*WHAT YOU HAVE TO DO:*
From the data that follows, copy every line with the string "white".

*DATA EXTRACTS:*

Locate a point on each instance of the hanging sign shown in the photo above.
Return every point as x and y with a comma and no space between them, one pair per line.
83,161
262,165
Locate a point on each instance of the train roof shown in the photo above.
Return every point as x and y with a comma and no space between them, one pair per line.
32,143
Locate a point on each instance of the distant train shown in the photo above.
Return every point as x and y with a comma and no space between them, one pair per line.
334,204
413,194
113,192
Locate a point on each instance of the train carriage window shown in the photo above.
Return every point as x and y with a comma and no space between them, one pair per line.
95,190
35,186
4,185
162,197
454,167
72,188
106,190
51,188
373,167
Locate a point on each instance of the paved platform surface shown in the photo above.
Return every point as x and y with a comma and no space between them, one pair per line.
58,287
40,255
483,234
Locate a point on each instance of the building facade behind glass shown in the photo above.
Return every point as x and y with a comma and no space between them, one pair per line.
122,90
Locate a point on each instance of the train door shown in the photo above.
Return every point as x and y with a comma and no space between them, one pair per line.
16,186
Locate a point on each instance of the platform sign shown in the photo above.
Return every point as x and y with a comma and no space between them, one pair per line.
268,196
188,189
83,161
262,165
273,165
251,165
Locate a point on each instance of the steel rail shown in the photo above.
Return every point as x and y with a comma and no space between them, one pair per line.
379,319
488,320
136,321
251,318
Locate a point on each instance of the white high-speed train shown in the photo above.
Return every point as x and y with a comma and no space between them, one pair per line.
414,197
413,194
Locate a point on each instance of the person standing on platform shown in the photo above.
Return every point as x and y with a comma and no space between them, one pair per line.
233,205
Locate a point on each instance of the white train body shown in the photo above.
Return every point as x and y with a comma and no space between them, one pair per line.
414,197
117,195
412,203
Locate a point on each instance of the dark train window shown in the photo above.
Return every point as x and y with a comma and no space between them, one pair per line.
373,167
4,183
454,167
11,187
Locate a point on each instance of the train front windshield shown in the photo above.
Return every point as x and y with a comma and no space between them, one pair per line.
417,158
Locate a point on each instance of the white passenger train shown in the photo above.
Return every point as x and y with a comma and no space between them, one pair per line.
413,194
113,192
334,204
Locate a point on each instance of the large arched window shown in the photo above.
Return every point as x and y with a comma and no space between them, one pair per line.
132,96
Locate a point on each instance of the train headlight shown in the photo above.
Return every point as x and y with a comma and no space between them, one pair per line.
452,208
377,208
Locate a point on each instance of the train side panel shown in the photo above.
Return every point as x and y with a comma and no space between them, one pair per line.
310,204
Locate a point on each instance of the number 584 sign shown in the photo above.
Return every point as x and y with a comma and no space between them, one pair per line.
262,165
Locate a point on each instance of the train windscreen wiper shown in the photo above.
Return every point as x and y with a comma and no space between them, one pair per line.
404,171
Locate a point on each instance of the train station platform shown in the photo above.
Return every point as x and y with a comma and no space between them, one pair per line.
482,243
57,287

*PROBLEM SOLUTION:*
Locate a point on each instance of the white high-speed train shown in the photo above.
Locate a point on each instance of the white train body shown in the photo above.
Locate a point on each instance of the white passenger train shown in the photo above.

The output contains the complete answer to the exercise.